When’s the last time you came out of a movie and just wanted to get in line and see it again right then?  When’s the last time you wanted to shout to the people in line waiting to get in –it’s INCREDIBLY AWESOME, PEOPLE?  That’s how strongly I felt when I walked out of the theater tonight.  This was the most blissful cinematic experience I’ve ever had.  So my question is – why?  What is it about this film that has turned me in to a blithering maniac muttering words of  adoration?  It’s worth pondering because this has taken me to someplace very special.

I’m not going to do more than simple service to a description of the story.  By now everyone knows the basic outline:  it’s 2051 and on a planet called Pandora, humans are extracting the valuable mineral “unobtainium”, but in their way are the Na’vi,  a 10 foot race of blue-skinned, catlike forest warriors of extraordinary beauty, simplicity, and oneness with their world –a world which itself, we eventually learn, is interconnected in a way that makes earthly notions of ecology seem rather tame and limited.  They’re the ‘noble savage’ taken to a new level. The natives are living in a spectacular forest and ground zero in that forest is a special tree that is spiritually the center of their universe –and under this tree is where the greatest source of unobtainium exists.  The human mission:  If at all possible, negotiate with the natives and convince them to leave.  If they won’t go – use other means. To learn more about their ways, a parapalegic marine and a couple of scientists inhabit an “avatar” – a kind of cloned up version of themselves made to “be” a native – a creature which they control with their minds from a semi-conscious state. The idea is to gain the trust of “the People” by appearing as one of them.   Well clearly there’s a danger that any level headed hero might “go native” when put on the ground amidst this intriguing culture — especially when he finds himself being taught by the most wondrously beautiful ten foot blue female anyone is likely to ever encounter, and so the “mission: is compromised.  Will he become the leader of “the People” as they fight back against the “sky people” (humanfolks).  You get the drift.  A cracking good sci-fi story — a genre movie, basically, executed to a level never attempted or achieved before.

# WORK REQUIRED:
Write the next part of the movie review, picking up after its final sentence. The records have no connection to the review.

Pointing dataset records:

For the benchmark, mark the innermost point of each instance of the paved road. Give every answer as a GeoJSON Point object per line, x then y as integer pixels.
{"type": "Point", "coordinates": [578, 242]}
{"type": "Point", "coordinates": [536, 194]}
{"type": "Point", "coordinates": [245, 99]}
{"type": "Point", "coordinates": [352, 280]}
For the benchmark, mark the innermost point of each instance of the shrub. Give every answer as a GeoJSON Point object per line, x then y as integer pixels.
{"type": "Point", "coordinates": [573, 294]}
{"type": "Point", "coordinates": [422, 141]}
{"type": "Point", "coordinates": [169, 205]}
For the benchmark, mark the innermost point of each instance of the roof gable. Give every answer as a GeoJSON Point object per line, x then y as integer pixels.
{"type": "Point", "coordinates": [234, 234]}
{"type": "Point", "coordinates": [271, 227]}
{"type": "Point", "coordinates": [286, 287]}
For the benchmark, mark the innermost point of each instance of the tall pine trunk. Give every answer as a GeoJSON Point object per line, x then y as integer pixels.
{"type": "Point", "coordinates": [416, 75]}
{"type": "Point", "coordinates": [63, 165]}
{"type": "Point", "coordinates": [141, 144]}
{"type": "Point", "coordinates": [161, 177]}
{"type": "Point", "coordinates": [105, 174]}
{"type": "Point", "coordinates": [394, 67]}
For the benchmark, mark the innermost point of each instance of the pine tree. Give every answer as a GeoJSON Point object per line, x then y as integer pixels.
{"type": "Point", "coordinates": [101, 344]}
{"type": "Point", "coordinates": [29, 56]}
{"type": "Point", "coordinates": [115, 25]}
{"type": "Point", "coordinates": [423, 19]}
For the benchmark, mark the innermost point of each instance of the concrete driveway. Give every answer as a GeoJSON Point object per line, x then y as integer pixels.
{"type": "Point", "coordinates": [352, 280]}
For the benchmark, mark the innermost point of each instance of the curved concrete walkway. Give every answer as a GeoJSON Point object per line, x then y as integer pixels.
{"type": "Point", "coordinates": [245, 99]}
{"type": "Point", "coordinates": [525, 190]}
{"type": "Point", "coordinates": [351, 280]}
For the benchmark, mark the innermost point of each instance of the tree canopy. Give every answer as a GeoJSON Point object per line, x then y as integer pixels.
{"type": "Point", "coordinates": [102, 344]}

# EXPECTED ANSWER:
What does this movie do for me?

First of all — flash back to 1976.  I had grown up reading all the great fantasy and sci-fi writers of the fifties and sixties–Robert Heinlein, Isaac Asimov, Arthur C. Clarke, Poul Andersen – and Star Wars was coming out with great fanfare.  I went to the Mann Chinese Theater in LA on opening day to see it.   Was I excited?  Yes.   And how did I come out of the theater?  Deeply disappointed.  The critics were all out there saying that sci-fi had arrived.  Not for me.  Star Wars struck my sci-fi minded imagination as small, kind of mindless piece of entertainment that didn’t come close to capturing what good sci-fi was all about.  There were no serious or even useful ideas being put out there; the special effects didn’t come close to capturing what my mind had imagined reading all those books.   No.  And 2001 didn’t do it for me although I had great respect for that effort.  Nor did Close Encounters.  Starship Troopers was a huge disappointment.  Earlier this year there was District 9 – now that was a great appetizer for the main course I experienced tonight.  But what a main course.

As I was watching Avatar tonight …. here are all the associations it triggered, exploding in my mind one after another:


•    Primal dreams of flight – we all have them … from the first moments there was a sense of that, of the feeling of effortless flight hurtling above canopied forests filled with misty clouds, the stuff of dreams.  And then there comes a point when the characters are riding on the backs of the ‘ikran’ — pterodactyl like creatures amazingly imagined down to the smallest detail — amazing.  The most thrilling, dreamlike pure cinematic experience ever.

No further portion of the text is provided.